**Set task 1:**
From the records, extract each line that contains the word "pickup", matching case exactly.

+++ Source extract +++

Yea I just can't find any resources on it at all.


----------



## Freqman1 (Jun 25, 2018)

MorganB said:


> Yea I just can't find any resources on it at all.



Have you searched the online Copake catalogs for a similar bike? V/r Shawn


----------



## GiovanniLiCalsi (Jun 25, 2018)

The saddle is incorrect. It’s circa 1905.


----------



## bricycle (Jun 25, 2018)

Fyi, wheels are 40's or newer, pedals too new, fenders too new (would have had wooden rear fender only likely) saddle is newer(teens/20's) although saddle top itself may be from TOC. Value, $500-$700. Wheels hurt the valuation most.


----------



## GiovanniLiCalsi (Jun 25, 2018)

https://www.worthpoint.com/worthopedia/antique-bicycle-featherstone-1898-412305731


----------



## GiovanniLiCalsi (Jun 25, 2018)




----------



## bikejunk (Jun 25, 2018)

This is absolute typical for a old unused bicycle to be refurbished during World War 2  -lots of people think thy got scraped but really most were put back into service due to gas rationing and automobile tire rationing  a really wonderfull piece of history  --Missing all the valuable parts -but a wonderful seat ask 500


----------



## shoe3 (Jun 26, 2018)

bikejunk said:


> This is absolute typical for a old unused bicycle to be refurbished during World War 2  -lots of people think thy got scraped but really most were put back into service due to gas rationing and automobile tire rationing  a really wonderfull piece of history  --Missing all the valuable parts -but a wonderful seat ask 500



Featherstones were sold by the Wright Brothers 1890s mid period.


----------



## Waffenrad (Jul 9, 2018)

There were some huge forum threads about Featherstone bicycles on the Wheelmen website a few years ago, but unfortunately that forum recently moved to a new server and the older content isn't available again yet.  I kept copies of those forum threads myself and I'll try to upload them either here or on the new Wheelmen forum.  In the meantime here a few highlights.  Featherstone originated in Chicago around 1890 as a children's conveyance maker.  In the early 1890s the company secured the exclusive American rights to the Scottish Dunlop tire, the first pneumatic bicycle tire.  Featherstone quickly built an enormous factory and became one of America's largest manufacturers.  However, Featherstone sold most of its bicycles to other distributors, so it is relatively rare to find a bicycle with a Featherstone badge.  The Featherstone product line took its model names after royalty, i.e. Road King (men's), Road Queen (ladies'), Prince, Princess, Duke, Duchess, etc.


----------

+++ Dataset records +++

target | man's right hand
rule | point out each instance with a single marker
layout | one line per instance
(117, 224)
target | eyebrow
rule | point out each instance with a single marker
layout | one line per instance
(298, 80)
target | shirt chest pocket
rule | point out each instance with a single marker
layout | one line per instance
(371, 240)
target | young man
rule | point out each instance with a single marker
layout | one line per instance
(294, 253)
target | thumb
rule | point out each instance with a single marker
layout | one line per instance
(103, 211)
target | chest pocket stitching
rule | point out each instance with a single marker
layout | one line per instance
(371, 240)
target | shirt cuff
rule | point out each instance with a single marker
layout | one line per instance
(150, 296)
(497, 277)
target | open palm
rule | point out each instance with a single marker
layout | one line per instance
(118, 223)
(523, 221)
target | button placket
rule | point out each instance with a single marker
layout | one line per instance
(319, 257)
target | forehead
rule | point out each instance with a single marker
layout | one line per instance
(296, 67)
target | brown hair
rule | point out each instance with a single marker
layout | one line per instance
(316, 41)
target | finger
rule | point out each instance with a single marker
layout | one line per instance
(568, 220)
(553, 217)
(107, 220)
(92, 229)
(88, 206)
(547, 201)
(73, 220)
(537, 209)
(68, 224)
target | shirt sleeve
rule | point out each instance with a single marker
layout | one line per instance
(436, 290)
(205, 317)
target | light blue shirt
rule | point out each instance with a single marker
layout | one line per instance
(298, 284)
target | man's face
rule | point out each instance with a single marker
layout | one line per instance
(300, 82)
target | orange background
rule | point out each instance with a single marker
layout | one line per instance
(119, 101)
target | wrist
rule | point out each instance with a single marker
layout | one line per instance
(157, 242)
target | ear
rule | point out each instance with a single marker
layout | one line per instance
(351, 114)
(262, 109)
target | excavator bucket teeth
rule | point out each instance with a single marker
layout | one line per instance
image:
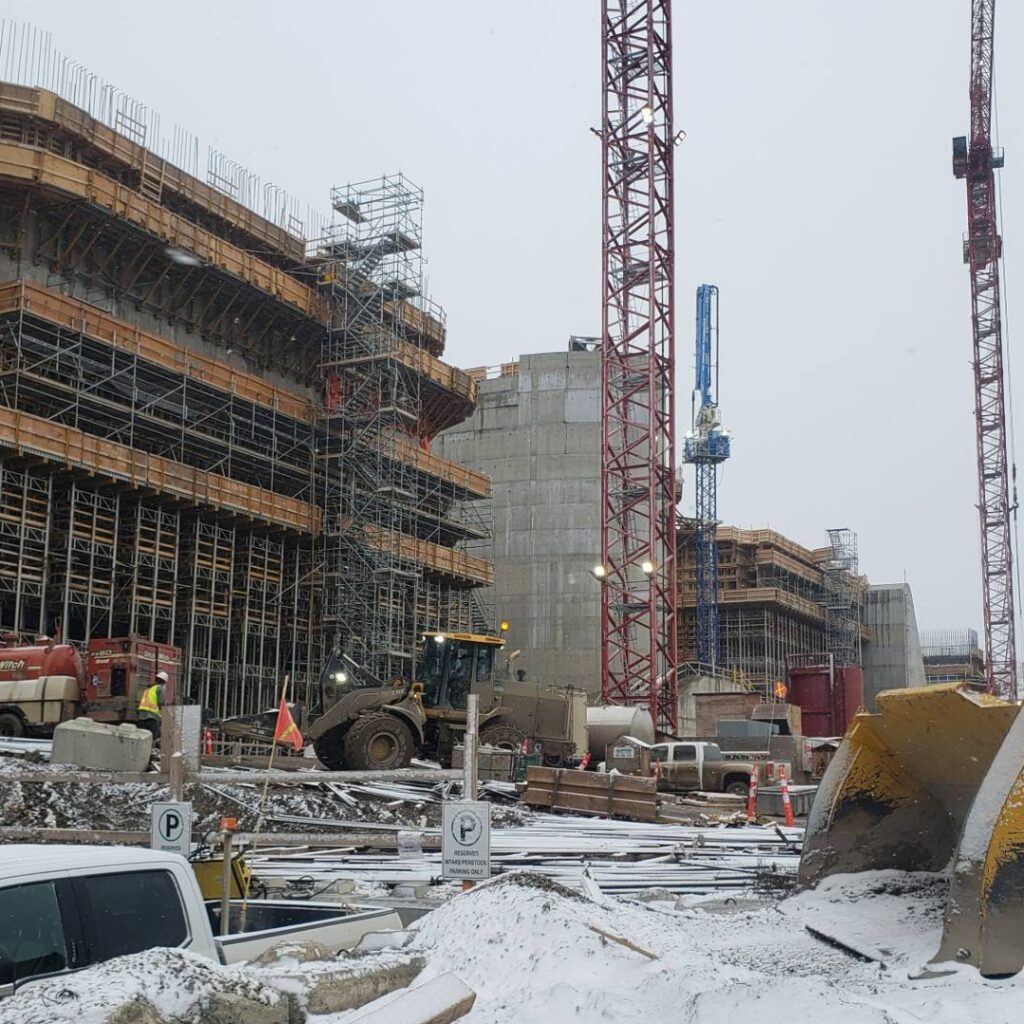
(934, 780)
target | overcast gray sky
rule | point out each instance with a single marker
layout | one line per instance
(814, 187)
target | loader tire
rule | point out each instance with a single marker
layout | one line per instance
(378, 741)
(10, 725)
(330, 749)
(505, 737)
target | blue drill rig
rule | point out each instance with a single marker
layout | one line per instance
(707, 445)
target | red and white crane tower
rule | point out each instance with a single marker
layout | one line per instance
(975, 161)
(638, 461)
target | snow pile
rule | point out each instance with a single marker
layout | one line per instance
(157, 985)
(532, 951)
(126, 806)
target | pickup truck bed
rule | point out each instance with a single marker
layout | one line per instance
(270, 922)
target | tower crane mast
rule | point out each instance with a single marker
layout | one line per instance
(707, 446)
(638, 473)
(975, 162)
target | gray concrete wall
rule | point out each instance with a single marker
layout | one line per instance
(892, 657)
(538, 435)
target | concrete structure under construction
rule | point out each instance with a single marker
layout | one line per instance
(892, 657)
(776, 599)
(953, 656)
(536, 433)
(215, 425)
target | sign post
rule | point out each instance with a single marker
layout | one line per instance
(171, 827)
(466, 840)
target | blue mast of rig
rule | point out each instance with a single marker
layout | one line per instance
(706, 446)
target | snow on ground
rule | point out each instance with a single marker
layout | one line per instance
(534, 951)
(126, 806)
(527, 947)
(177, 985)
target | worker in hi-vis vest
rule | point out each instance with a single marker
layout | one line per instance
(154, 697)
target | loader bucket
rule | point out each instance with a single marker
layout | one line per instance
(934, 781)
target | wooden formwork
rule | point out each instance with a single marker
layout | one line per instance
(156, 177)
(592, 793)
(29, 434)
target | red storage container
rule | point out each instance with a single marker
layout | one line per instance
(826, 706)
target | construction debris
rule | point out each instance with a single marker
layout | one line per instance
(608, 795)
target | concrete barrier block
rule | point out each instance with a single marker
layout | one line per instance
(95, 744)
(439, 1000)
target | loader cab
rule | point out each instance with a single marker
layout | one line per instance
(452, 664)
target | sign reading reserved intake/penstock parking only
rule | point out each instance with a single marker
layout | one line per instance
(466, 840)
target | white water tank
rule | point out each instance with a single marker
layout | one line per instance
(607, 723)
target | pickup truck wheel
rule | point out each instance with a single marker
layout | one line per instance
(330, 749)
(10, 725)
(378, 742)
(505, 737)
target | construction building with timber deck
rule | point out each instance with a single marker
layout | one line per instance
(215, 427)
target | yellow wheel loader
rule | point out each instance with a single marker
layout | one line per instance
(932, 782)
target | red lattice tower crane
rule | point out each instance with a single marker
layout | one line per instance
(638, 479)
(975, 161)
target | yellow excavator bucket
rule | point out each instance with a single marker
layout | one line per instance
(934, 781)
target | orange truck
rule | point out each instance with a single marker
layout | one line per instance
(46, 682)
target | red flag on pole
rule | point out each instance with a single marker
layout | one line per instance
(286, 731)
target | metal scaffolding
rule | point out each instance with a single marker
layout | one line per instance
(776, 599)
(379, 594)
(214, 432)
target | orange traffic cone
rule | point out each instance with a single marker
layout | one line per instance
(786, 806)
(752, 796)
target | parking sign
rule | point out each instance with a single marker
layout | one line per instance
(466, 840)
(171, 828)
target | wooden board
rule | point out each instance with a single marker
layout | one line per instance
(592, 793)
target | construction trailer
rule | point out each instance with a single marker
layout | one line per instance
(215, 424)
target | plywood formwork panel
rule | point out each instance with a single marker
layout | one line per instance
(29, 165)
(25, 433)
(80, 316)
(45, 105)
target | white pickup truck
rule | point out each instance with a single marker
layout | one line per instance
(66, 907)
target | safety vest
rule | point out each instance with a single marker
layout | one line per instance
(150, 704)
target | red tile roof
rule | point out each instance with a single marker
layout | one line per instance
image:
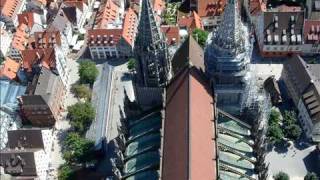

+++

**Set task 2:**
Write out the part of the bicycle forum thread that begins with the words "Have you searched" and ends with "It’s circa 1905.", without changing anything.

**Exercise solution 1:**
target | pickup truck bed
target | pickup truck wheel
target | white pickup truck

**Exercise solution 2:**
Have you searched the online Copake catalogs for a similar bike? V/r Shawn


----------



## GiovanniLiCalsi (Jun 25, 2018)

The saddle is incorrect. It’s circa 1905.